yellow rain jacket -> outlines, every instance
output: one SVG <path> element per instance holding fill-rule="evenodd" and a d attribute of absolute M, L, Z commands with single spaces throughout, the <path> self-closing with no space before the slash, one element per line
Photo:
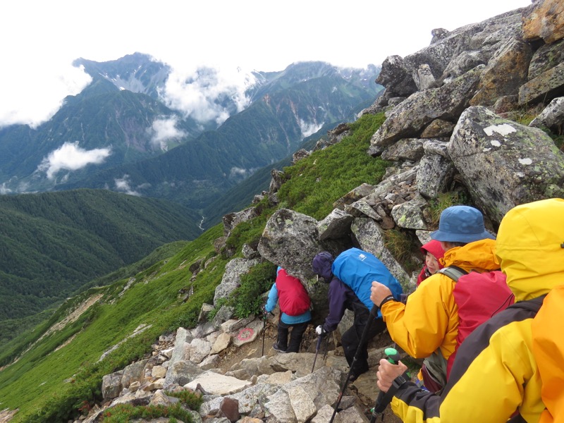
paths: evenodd
<path fill-rule="evenodd" d="M 499 263 L 494 254 L 495 243 L 484 239 L 451 248 L 441 262 L 469 272 L 496 270 Z M 388 301 L 382 306 L 390 336 L 410 356 L 425 358 L 439 349 L 448 360 L 454 352 L 458 333 L 458 307 L 453 295 L 455 283 L 448 276 L 435 274 L 421 283 L 406 304 Z"/>
<path fill-rule="evenodd" d="M 510 210 L 496 254 L 516 303 L 461 344 L 441 396 L 412 384 L 396 393 L 403 422 L 564 422 L 564 200 Z"/>

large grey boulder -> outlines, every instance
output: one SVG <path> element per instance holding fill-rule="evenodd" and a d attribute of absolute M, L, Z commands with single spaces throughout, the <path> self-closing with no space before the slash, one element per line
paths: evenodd
<path fill-rule="evenodd" d="M 314 276 L 312 260 L 321 250 L 317 221 L 289 209 L 274 212 L 266 222 L 258 245 L 263 258 L 304 279 Z"/>
<path fill-rule="evenodd" d="M 241 283 L 241 276 L 247 273 L 251 267 L 258 264 L 259 259 L 233 259 L 225 266 L 221 282 L 216 287 L 214 305 L 217 306 L 221 298 L 227 298 Z"/>
<path fill-rule="evenodd" d="M 448 152 L 472 198 L 496 223 L 517 204 L 564 195 L 564 154 L 552 139 L 485 107 L 465 111 Z"/>
<path fill-rule="evenodd" d="M 564 97 L 552 100 L 529 124 L 534 128 L 546 127 L 553 133 L 561 133 L 564 127 Z"/>
<path fill-rule="evenodd" d="M 474 96 L 484 67 L 477 66 L 450 84 L 416 92 L 403 102 L 372 135 L 368 153 L 401 138 L 417 137 L 435 119 L 458 118 Z"/>

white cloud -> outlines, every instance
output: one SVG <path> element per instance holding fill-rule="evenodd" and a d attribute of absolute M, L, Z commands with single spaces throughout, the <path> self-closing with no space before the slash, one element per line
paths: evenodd
<path fill-rule="evenodd" d="M 255 82 L 251 73 L 239 68 L 201 66 L 188 70 L 173 70 L 161 95 L 167 106 L 199 122 L 215 121 L 219 125 L 229 117 L 224 107 L 233 102 L 243 111 L 250 99 L 245 91 Z M 223 103 L 223 104 L 222 104 Z"/>
<path fill-rule="evenodd" d="M 248 176 L 252 175 L 256 171 L 257 171 L 256 168 L 245 169 L 240 167 L 233 166 L 229 171 L 229 178 L 238 179 L 238 180 L 245 179 L 245 178 L 247 178 Z"/>
<path fill-rule="evenodd" d="M 350 0 L 346 11 L 352 18 L 341 19 L 339 30 L 321 30 L 312 23 L 338 20 L 341 2 L 287 0 L 279 7 L 259 0 L 162 0 L 155 6 L 143 0 L 99 0 L 92 7 L 70 0 L 2 1 L 0 39 L 10 41 L 0 43 L 0 126 L 37 125 L 52 116 L 65 96 L 79 92 L 90 78 L 70 66 L 79 57 L 106 61 L 135 51 L 150 54 L 178 73 L 168 89 L 171 104 L 188 114 L 203 106 L 200 118 L 221 121 L 226 115 L 212 106 L 214 93 L 194 94 L 183 79 L 191 75 L 185 69 L 193 74 L 198 67 L 221 68 L 220 79 L 228 80 L 225 70 L 238 66 L 277 71 L 316 60 L 343 67 L 379 65 L 388 56 L 405 56 L 428 46 L 434 28 L 453 30 L 530 4 L 474 0 L 455 7 L 450 0 Z M 249 11 L 256 14 L 252 25 L 246 24 Z M 105 23 L 103 31 L 100 22 Z M 149 26 L 151 31 L 140 30 Z M 181 98 L 184 94 L 188 98 Z M 244 102 L 239 90 L 233 94 Z"/>
<path fill-rule="evenodd" d="M 176 116 L 155 119 L 151 128 L 148 129 L 151 134 L 151 145 L 163 151 L 167 151 L 168 147 L 167 141 L 185 137 L 186 133 L 176 128 L 178 122 Z"/>
<path fill-rule="evenodd" d="M 123 175 L 123 177 L 121 179 L 114 179 L 114 183 L 116 184 L 116 191 L 121 191 L 125 194 L 129 194 L 130 195 L 137 195 L 137 197 L 141 195 L 141 194 L 131 188 L 129 181 L 129 175 L 128 174 Z"/>
<path fill-rule="evenodd" d="M 77 171 L 89 164 L 99 164 L 111 154 L 109 148 L 86 150 L 78 147 L 78 141 L 65 142 L 60 148 L 51 152 L 37 166 L 53 179 L 61 170 Z"/>
<path fill-rule="evenodd" d="M 300 129 L 302 131 L 302 137 L 305 138 L 314 134 L 323 127 L 323 123 L 316 124 L 314 122 L 307 123 L 302 119 L 300 119 Z"/>
<path fill-rule="evenodd" d="M 9 194 L 11 192 L 12 190 L 6 186 L 6 183 L 4 183 L 1 185 L 0 185 L 0 195 L 4 195 L 5 194 Z"/>
<path fill-rule="evenodd" d="M 82 67 L 70 63 L 62 66 L 47 63 L 32 78 L 18 79 L 16 83 L 14 79 L 0 82 L 3 98 L 9 99 L 0 102 L 0 128 L 18 123 L 38 126 L 59 111 L 65 97 L 80 93 L 92 81 Z"/>

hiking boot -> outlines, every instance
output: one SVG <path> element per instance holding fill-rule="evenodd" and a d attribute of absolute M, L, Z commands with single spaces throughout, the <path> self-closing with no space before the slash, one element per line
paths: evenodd
<path fill-rule="evenodd" d="M 272 344 L 272 348 L 275 351 L 278 351 L 278 352 L 286 352 L 286 348 L 283 348 L 283 349 L 281 348 L 278 346 L 278 343 L 275 343 Z"/>

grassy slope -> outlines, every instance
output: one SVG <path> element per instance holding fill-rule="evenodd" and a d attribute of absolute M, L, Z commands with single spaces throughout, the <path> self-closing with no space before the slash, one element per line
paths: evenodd
<path fill-rule="evenodd" d="M 304 212 L 313 209 L 319 219 L 331 210 L 333 201 L 357 186 L 359 180 L 374 183 L 379 180 L 386 165 L 379 159 L 367 155 L 366 150 L 370 135 L 381 121 L 381 116 L 362 118 L 354 124 L 355 133 L 341 143 L 300 161 L 299 168 L 286 168 L 285 171 L 293 178 L 284 185 L 286 193 L 279 193 L 280 207 L 291 206 Z M 315 183 L 319 176 L 323 184 Z M 312 184 L 313 186 L 309 186 Z M 298 195 L 300 191 L 303 192 L 301 197 Z M 272 208 L 263 206 L 261 216 L 239 225 L 233 231 L 228 245 L 235 251 L 240 251 L 243 243 L 260 236 L 268 217 L 274 212 Z M 217 256 L 207 269 L 198 274 L 193 283 L 194 295 L 186 302 L 179 300 L 178 293 L 192 283 L 190 265 L 199 258 L 213 257 L 213 241 L 222 235 L 222 226 L 214 226 L 168 260 L 137 274 L 135 283 L 123 296 L 119 293 L 127 278 L 104 288 L 92 288 L 67 302 L 49 322 L 27 334 L 27 343 L 37 340 L 50 324 L 59 321 L 87 297 L 104 295 L 102 301 L 90 307 L 78 320 L 44 338 L 19 361 L 0 372 L 0 409 L 20 408 L 13 423 L 65 422 L 73 414 L 75 415 L 83 401 L 99 398 L 103 375 L 142 357 L 150 351 L 151 345 L 160 335 L 178 326 L 195 326 L 201 305 L 213 300 L 215 287 L 231 258 Z M 269 277 L 268 273 L 266 269 L 265 278 Z M 264 286 L 256 281 L 252 283 Z M 252 289 L 245 286 L 239 295 L 242 302 L 264 292 L 253 293 Z M 236 300 L 234 305 L 248 309 L 247 305 L 238 305 Z M 97 362 L 104 351 L 140 324 L 152 326 Z M 75 336 L 71 343 L 55 350 L 73 336 Z M 20 343 L 20 350 L 23 344 Z M 64 381 L 71 377 L 72 382 Z"/>
<path fill-rule="evenodd" d="M 93 278 L 200 231 L 178 204 L 104 190 L 0 197 L 0 320 L 60 303 Z M 0 327 L 0 340 L 9 333 Z"/>

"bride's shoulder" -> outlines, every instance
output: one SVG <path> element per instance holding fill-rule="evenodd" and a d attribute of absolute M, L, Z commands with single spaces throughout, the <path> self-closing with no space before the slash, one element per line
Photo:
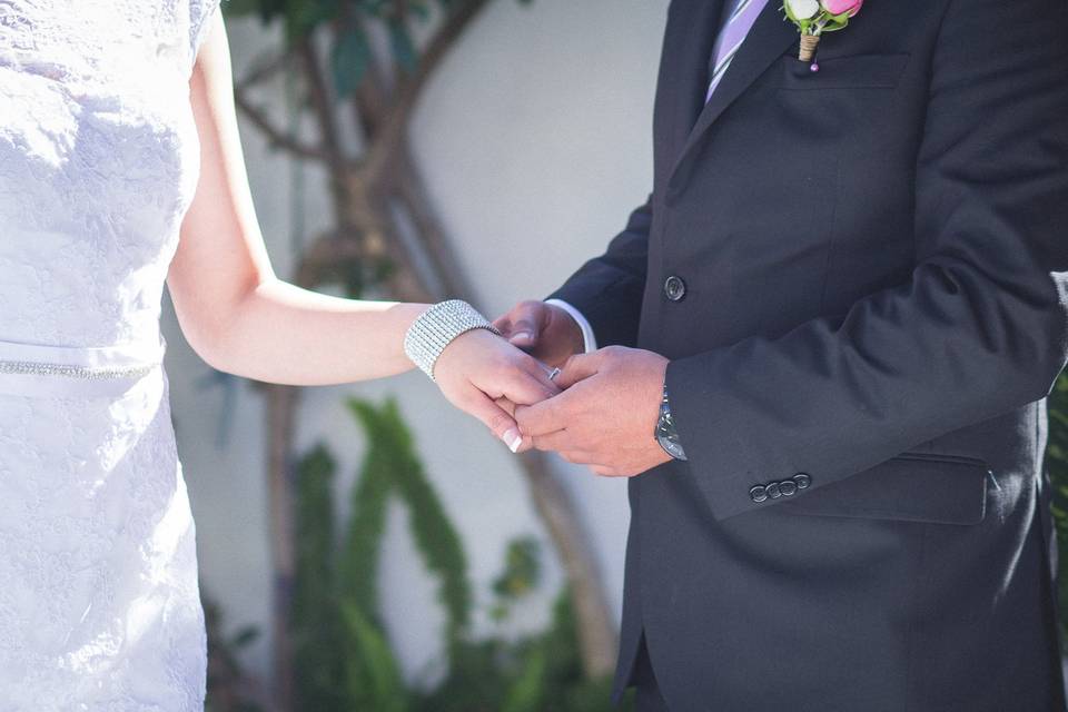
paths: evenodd
<path fill-rule="evenodd" d="M 200 49 L 207 30 L 211 26 L 211 18 L 220 11 L 219 0 L 180 0 L 180 2 L 188 6 L 189 50 L 196 58 L 197 50 Z"/>

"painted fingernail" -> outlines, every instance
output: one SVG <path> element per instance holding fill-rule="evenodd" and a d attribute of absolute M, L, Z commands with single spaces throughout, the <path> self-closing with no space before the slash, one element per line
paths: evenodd
<path fill-rule="evenodd" d="M 502 435 L 501 439 L 504 441 L 504 444 L 507 445 L 508 449 L 511 449 L 513 453 L 520 452 L 520 445 L 523 444 L 523 436 L 520 435 L 520 432 L 515 428 L 512 428 Z"/>

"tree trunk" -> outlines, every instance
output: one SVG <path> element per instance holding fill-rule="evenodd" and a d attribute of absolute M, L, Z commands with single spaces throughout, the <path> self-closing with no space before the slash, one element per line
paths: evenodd
<path fill-rule="evenodd" d="M 317 239 L 305 251 L 295 275 L 296 284 L 315 288 L 339 264 L 385 258 L 395 267 L 386 286 L 396 299 L 435 301 L 459 297 L 474 300 L 473 289 L 455 258 L 445 229 L 434 214 L 426 187 L 411 156 L 407 126 L 418 95 L 433 70 L 487 1 L 466 0 L 454 10 L 425 48 L 419 68 L 402 80 L 395 96 L 387 96 L 380 79 L 373 71 L 367 73 L 360 91 L 353 98 L 354 111 L 363 122 L 367 139 L 367 150 L 362 161 L 346 159 L 342 132 L 334 115 L 335 98 L 330 96 L 310 38 L 300 41 L 294 55 L 303 65 L 309 108 L 319 127 L 319 145 L 305 146 L 279 131 L 249 101 L 245 90 L 261 80 L 263 76 L 250 77 L 236 87 L 238 108 L 275 146 L 296 158 L 318 161 L 329 175 L 337 228 L 332 235 Z M 270 71 L 283 66 L 285 62 L 280 61 Z M 403 234 L 394 215 L 397 206 L 411 218 L 416 233 L 414 240 L 402 239 Z M 294 704 L 290 605 L 296 568 L 293 433 L 299 407 L 299 389 L 266 386 L 265 395 L 271 560 L 275 567 L 275 701 L 279 712 L 289 712 Z M 609 675 L 615 664 L 616 627 L 582 518 L 544 455 L 527 454 L 518 462 L 535 511 L 544 522 L 567 575 L 583 669 L 589 678 Z"/>

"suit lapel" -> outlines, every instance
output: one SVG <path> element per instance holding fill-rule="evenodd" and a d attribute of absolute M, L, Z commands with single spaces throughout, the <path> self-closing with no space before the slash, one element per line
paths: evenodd
<path fill-rule="evenodd" d="M 670 120 L 672 161 L 704 107 L 709 57 L 724 1 L 674 0 L 671 7 L 660 76 L 664 105 L 657 107 L 657 113 Z"/>
<path fill-rule="evenodd" d="M 710 3 L 712 4 L 712 3 Z M 714 4 L 722 6 L 722 0 Z M 791 43 L 798 41 L 798 30 L 793 24 L 787 22 L 780 10 L 781 3 L 778 0 L 769 0 L 756 22 L 749 32 L 749 37 L 742 43 L 738 55 L 723 75 L 720 86 L 716 87 L 712 99 L 704 105 L 696 123 L 692 125 L 692 130 L 686 138 L 682 151 L 679 154 L 672 175 L 678 172 L 679 168 L 686 157 L 698 147 L 702 137 L 712 127 L 718 118 L 730 107 L 745 89 L 774 62 Z M 719 17 L 719 10 L 716 11 Z M 718 29 L 718 27 L 715 28 Z M 713 30 L 713 37 L 715 33 Z M 708 67 L 711 59 L 711 46 L 704 57 L 690 58 L 694 65 L 700 65 L 704 77 L 708 77 Z M 698 89 L 694 99 L 699 102 L 704 100 L 704 93 L 708 90 L 705 83 Z"/>

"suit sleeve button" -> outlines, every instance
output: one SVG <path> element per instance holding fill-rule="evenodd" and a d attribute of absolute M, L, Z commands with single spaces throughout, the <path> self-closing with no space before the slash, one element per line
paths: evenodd
<path fill-rule="evenodd" d="M 668 277 L 664 281 L 664 296 L 672 301 L 682 301 L 683 297 L 686 296 L 686 283 L 682 280 L 682 277 L 675 275 Z"/>

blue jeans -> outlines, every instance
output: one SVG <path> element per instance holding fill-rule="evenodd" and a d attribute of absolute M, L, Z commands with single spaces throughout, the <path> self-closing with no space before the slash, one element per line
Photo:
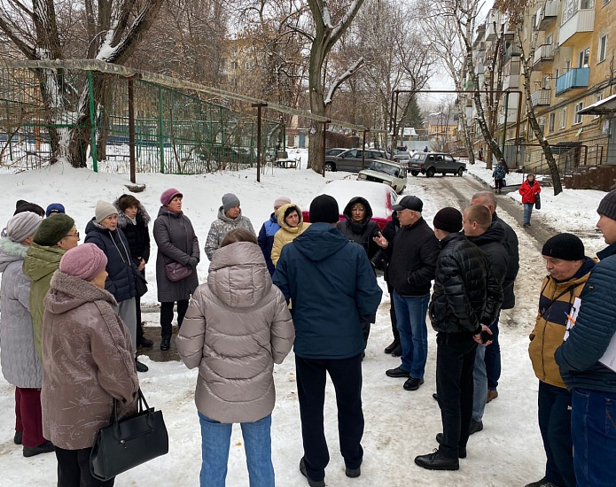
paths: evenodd
<path fill-rule="evenodd" d="M 616 392 L 573 389 L 571 435 L 579 487 L 614 484 Z"/>
<path fill-rule="evenodd" d="M 525 203 L 524 204 L 524 224 L 530 224 L 530 214 L 533 213 L 533 206 L 534 203 Z"/>
<path fill-rule="evenodd" d="M 571 392 L 539 381 L 539 429 L 545 449 L 545 479 L 555 485 L 575 487 L 571 439 Z"/>
<path fill-rule="evenodd" d="M 487 376 L 486 375 L 486 345 L 477 345 L 475 367 L 472 370 L 472 421 L 480 422 L 486 410 Z"/>
<path fill-rule="evenodd" d="M 428 358 L 428 329 L 425 314 L 428 312 L 430 295 L 400 296 L 394 291 L 395 317 L 402 346 L 402 365 L 411 377 L 423 379 L 425 361 Z"/>
<path fill-rule="evenodd" d="M 201 424 L 201 487 L 224 487 L 232 423 L 218 422 L 199 414 Z M 254 422 L 243 422 L 250 487 L 274 487 L 271 463 L 271 414 Z"/>

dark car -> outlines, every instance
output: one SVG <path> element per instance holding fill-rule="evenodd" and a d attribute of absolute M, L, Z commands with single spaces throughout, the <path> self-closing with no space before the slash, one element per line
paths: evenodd
<path fill-rule="evenodd" d="M 415 152 L 409 160 L 409 171 L 414 176 L 421 173 L 429 178 L 436 173 L 461 176 L 466 171 L 466 163 L 446 152 Z"/>
<path fill-rule="evenodd" d="M 386 160 L 387 155 L 377 149 L 349 149 L 338 156 L 325 156 L 325 171 L 358 173 L 378 159 Z"/>

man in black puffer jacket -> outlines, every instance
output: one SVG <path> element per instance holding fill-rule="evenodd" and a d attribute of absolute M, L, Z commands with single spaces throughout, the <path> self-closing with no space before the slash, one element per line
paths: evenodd
<path fill-rule="evenodd" d="M 503 282 L 503 305 L 501 309 L 513 309 L 516 305 L 516 296 L 513 293 L 513 284 L 519 270 L 519 250 L 518 236 L 511 227 L 496 214 L 497 199 L 492 191 L 480 191 L 473 195 L 471 205 L 484 205 L 492 213 L 492 222 L 503 227 L 504 238 L 503 245 L 507 251 L 507 274 Z M 498 321 L 490 327 L 492 330 L 492 344 L 486 347 L 486 375 L 487 375 L 487 397 L 486 402 L 490 402 L 498 397 L 498 379 L 501 378 L 501 346 L 498 341 Z"/>
<path fill-rule="evenodd" d="M 462 234 L 462 213 L 443 208 L 434 216 L 434 235 L 441 241 L 429 313 L 436 330 L 436 390 L 442 435 L 438 450 L 416 457 L 430 470 L 457 470 L 466 456 L 472 414 L 472 368 L 477 343 L 487 332 L 484 317 L 488 298 L 498 296 L 489 279 L 486 255 Z"/>
<path fill-rule="evenodd" d="M 502 242 L 504 238 L 504 229 L 497 223 L 493 223 L 490 210 L 483 205 L 472 205 L 466 208 L 462 219 L 464 235 L 469 241 L 477 245 L 486 254 L 490 263 L 490 280 L 495 288 L 503 290 L 503 282 L 507 274 L 509 256 Z M 486 303 L 484 318 L 489 320 L 490 331 L 492 327 L 498 324 L 503 303 L 503 293 L 488 298 Z M 486 375 L 486 346 L 480 345 L 475 354 L 474 392 L 472 399 L 472 421 L 470 434 L 483 429 L 483 412 L 486 409 L 487 395 L 487 375 Z"/>

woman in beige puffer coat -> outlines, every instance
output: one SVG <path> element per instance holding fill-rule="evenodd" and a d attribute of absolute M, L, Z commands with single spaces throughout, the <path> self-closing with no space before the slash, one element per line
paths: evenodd
<path fill-rule="evenodd" d="M 234 422 L 241 423 L 250 485 L 274 487 L 274 363 L 282 363 L 294 338 L 256 237 L 231 230 L 214 252 L 207 282 L 192 295 L 175 342 L 186 367 L 199 367 L 202 487 L 224 485 Z"/>
<path fill-rule="evenodd" d="M 274 236 L 274 245 L 271 249 L 271 261 L 274 266 L 278 263 L 283 247 L 304 233 L 310 226 L 309 223 L 304 222 L 301 208 L 292 203 L 283 205 L 276 212 L 276 216 L 278 218 L 280 229 Z"/>

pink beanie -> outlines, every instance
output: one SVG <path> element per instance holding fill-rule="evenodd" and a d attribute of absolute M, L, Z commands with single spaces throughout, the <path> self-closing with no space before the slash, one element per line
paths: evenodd
<path fill-rule="evenodd" d="M 107 266 L 107 257 L 94 244 L 83 244 L 67 251 L 60 259 L 60 272 L 91 281 Z"/>
<path fill-rule="evenodd" d="M 286 197 L 277 197 L 274 202 L 274 208 L 280 208 L 283 205 L 290 205 L 291 200 Z"/>
<path fill-rule="evenodd" d="M 180 193 L 180 191 L 178 191 L 177 189 L 170 188 L 169 189 L 167 189 L 165 192 L 163 192 L 162 195 L 160 195 L 160 203 L 163 206 L 167 206 L 175 197 L 183 197 L 183 195 Z"/>

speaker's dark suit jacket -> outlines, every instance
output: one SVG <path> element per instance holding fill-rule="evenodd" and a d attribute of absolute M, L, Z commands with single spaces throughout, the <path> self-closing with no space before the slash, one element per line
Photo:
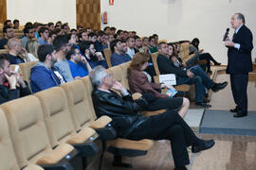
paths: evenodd
<path fill-rule="evenodd" d="M 247 74 L 252 71 L 251 50 L 252 34 L 244 25 L 234 35 L 233 42 L 240 43 L 239 50 L 235 47 L 229 47 L 228 50 L 228 74 Z"/>
<path fill-rule="evenodd" d="M 232 42 L 239 43 L 240 48 L 229 47 L 227 73 L 230 74 L 231 91 L 238 113 L 247 113 L 248 72 L 252 71 L 252 34 L 246 26 L 242 26 Z"/>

::::

Present the lines of the records from the line with "blue jeans -> outlines, every instance" through the line with "201 424 L 201", both included, as a numbered list, omitting blank lines and leaving out the pictures.

# [OUTPUT]
1. blue jeans -> outlines, every instance
2. output: one SVG <path> element per instance holding fill-rule="evenodd" and a d attribute of absolute M, L, Z commands with single spaces throughout, the <path> self-closing with no space before the slash, one element per line
3. Photo:
4. paths: evenodd
5. <path fill-rule="evenodd" d="M 616 392 L 573 389 L 571 435 L 579 487 L 614 484 Z"/>
6. <path fill-rule="evenodd" d="M 525 203 L 524 204 L 524 224 L 530 224 L 530 214 L 533 213 L 533 206 L 534 203 Z"/>
7. <path fill-rule="evenodd" d="M 571 392 L 539 381 L 539 429 L 545 449 L 545 479 L 555 485 L 575 487 L 571 439 Z"/>
8. <path fill-rule="evenodd" d="M 487 376 L 486 375 L 486 345 L 477 345 L 475 367 L 472 370 L 472 421 L 480 422 L 486 410 Z"/>
9. <path fill-rule="evenodd" d="M 428 358 L 428 329 L 425 314 L 428 312 L 430 295 L 400 296 L 394 291 L 395 317 L 402 346 L 402 365 L 411 377 L 423 379 L 425 361 Z"/>
10. <path fill-rule="evenodd" d="M 201 424 L 201 487 L 224 487 L 232 423 L 218 422 L 199 414 Z M 254 422 L 243 422 L 250 487 L 274 487 L 271 463 L 271 414 Z"/>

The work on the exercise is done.